--- SOURCE DATA ---

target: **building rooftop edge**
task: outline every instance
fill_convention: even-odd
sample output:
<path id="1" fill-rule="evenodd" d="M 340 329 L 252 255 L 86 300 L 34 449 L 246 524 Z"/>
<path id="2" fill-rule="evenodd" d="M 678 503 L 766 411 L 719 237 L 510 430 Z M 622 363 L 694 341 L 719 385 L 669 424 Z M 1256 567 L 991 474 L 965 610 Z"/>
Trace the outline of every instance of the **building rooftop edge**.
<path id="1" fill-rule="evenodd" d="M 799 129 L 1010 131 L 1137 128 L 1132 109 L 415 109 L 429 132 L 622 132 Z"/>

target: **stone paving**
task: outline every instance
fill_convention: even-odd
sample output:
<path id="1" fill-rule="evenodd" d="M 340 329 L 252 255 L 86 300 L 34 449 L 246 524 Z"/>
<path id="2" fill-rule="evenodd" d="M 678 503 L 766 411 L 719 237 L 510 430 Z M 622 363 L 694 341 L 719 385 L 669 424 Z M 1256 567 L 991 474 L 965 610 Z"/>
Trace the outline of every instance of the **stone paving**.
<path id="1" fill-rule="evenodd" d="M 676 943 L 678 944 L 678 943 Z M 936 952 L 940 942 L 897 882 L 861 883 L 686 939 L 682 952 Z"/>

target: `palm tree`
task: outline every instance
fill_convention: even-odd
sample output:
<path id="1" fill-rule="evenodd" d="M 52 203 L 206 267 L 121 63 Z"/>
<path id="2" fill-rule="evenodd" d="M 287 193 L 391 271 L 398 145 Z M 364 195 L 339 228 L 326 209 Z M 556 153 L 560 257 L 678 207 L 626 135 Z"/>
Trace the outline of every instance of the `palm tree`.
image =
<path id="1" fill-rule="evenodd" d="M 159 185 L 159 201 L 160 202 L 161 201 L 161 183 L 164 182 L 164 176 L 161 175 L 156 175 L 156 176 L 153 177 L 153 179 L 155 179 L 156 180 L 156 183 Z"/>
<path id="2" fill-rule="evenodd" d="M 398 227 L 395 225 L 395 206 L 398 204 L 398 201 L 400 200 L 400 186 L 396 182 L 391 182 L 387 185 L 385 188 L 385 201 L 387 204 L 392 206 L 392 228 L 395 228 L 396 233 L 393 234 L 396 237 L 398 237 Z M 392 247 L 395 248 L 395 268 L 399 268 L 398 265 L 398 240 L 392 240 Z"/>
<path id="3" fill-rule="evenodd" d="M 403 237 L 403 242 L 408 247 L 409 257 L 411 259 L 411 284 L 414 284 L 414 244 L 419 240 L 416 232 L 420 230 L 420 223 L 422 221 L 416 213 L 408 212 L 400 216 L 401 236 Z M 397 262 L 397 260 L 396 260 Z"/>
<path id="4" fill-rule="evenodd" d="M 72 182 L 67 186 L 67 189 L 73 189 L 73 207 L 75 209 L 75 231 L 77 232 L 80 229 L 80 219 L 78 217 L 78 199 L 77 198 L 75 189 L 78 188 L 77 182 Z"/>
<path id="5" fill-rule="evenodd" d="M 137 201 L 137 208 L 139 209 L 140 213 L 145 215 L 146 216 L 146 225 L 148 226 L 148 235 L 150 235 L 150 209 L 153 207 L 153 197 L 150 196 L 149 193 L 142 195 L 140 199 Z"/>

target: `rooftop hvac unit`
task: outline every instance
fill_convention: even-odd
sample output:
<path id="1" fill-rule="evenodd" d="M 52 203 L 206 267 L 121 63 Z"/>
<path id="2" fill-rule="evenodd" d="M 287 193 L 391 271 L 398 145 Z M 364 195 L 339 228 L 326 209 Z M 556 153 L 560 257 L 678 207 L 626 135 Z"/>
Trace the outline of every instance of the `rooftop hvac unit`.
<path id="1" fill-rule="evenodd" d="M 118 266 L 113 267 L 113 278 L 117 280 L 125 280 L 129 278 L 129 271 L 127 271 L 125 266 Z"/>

---

Return all of the records above line for line, with every character unchanged.

THE COMPLETED TASK>
target: **building rooftop edge**
task: outline every instance
fill_convention: even-odd
sample output:
<path id="1" fill-rule="evenodd" d="M 340 329 L 252 255 L 86 300 L 34 449 L 246 524 Z"/>
<path id="2" fill-rule="evenodd" d="M 678 503 L 766 411 L 719 237 L 510 430 Z M 622 363 L 694 341 L 719 385 L 669 424 Z M 1256 567 L 991 474 L 965 610 Z"/>
Trace the outline of every instance of the **building rooftop edge**.
<path id="1" fill-rule="evenodd" d="M 799 129 L 1010 131 L 1137 128 L 1132 109 L 415 109 L 429 132 L 622 132 Z"/>

target: **stone paving**
task: outline every instance
fill_convention: even-odd
sample output:
<path id="1" fill-rule="evenodd" d="M 340 329 L 252 255 L 86 300 L 34 449 L 246 524 Z"/>
<path id="2" fill-rule="evenodd" d="M 678 503 L 766 411 L 719 237 L 510 430 Z M 622 363 L 694 341 L 719 385 L 669 424 Z M 1256 567 L 991 474 L 965 610 Z"/>
Trace the outline of every instance of the **stone paving**.
<path id="1" fill-rule="evenodd" d="M 676 943 L 678 944 L 678 943 Z M 936 952 L 940 942 L 897 882 L 861 883 L 686 939 L 682 952 Z"/>

target: `palm tree`
task: outline every instance
fill_convention: even-odd
sample output:
<path id="1" fill-rule="evenodd" d="M 52 203 L 206 267 L 121 63 Z"/>
<path id="2" fill-rule="evenodd" d="M 287 193 L 391 271 L 398 145 Z M 364 195 L 339 228 L 326 209 Z M 556 153 L 560 257 L 678 207 L 626 135 Z"/>
Trace the outline of every instance of the `palm tree`.
image =
<path id="1" fill-rule="evenodd" d="M 159 185 L 159 201 L 160 202 L 161 201 L 161 183 L 164 182 L 164 176 L 161 175 L 156 175 L 156 176 L 153 177 L 153 179 L 155 179 L 156 180 L 156 183 Z"/>
<path id="2" fill-rule="evenodd" d="M 398 227 L 395 225 L 395 206 L 398 204 L 398 201 L 400 200 L 400 186 L 396 182 L 391 182 L 387 185 L 385 188 L 385 201 L 387 204 L 392 206 L 392 228 L 395 228 L 396 233 L 393 234 L 396 237 L 398 237 Z M 392 247 L 395 248 L 395 268 L 399 268 L 398 265 L 398 240 L 392 240 Z"/>
<path id="3" fill-rule="evenodd" d="M 403 237 L 403 242 L 408 247 L 409 257 L 411 259 L 411 284 L 414 284 L 414 244 L 419 240 L 416 232 L 420 230 L 420 223 L 422 221 L 416 213 L 408 212 L 400 216 L 401 236 Z M 397 262 L 397 260 L 396 260 Z"/>
<path id="4" fill-rule="evenodd" d="M 72 182 L 67 186 L 67 189 L 73 189 L 73 207 L 75 209 L 75 231 L 77 232 L 80 229 L 80 219 L 78 217 L 78 199 L 77 198 L 75 189 L 78 188 L 77 182 Z"/>
<path id="5" fill-rule="evenodd" d="M 137 201 L 137 208 L 139 209 L 140 213 L 145 215 L 146 216 L 146 225 L 148 226 L 148 235 L 150 235 L 150 209 L 153 207 L 153 197 L 150 196 L 149 193 L 142 195 L 140 199 Z"/>

target: `rooftop hvac unit`
task: outline every instance
fill_convention: even-odd
sample output:
<path id="1" fill-rule="evenodd" d="M 52 203 L 206 267 L 121 63 Z"/>
<path id="2" fill-rule="evenodd" d="M 287 193 L 391 271 L 398 145 Z M 364 195 L 339 228 L 326 209 Z M 556 153 L 560 257 L 678 207 L 626 135 Z"/>
Trace the outline of every instance of the `rooftop hvac unit`.
<path id="1" fill-rule="evenodd" d="M 118 266 L 113 267 L 113 278 L 117 280 L 125 280 L 129 278 L 129 271 L 127 271 L 125 266 Z"/>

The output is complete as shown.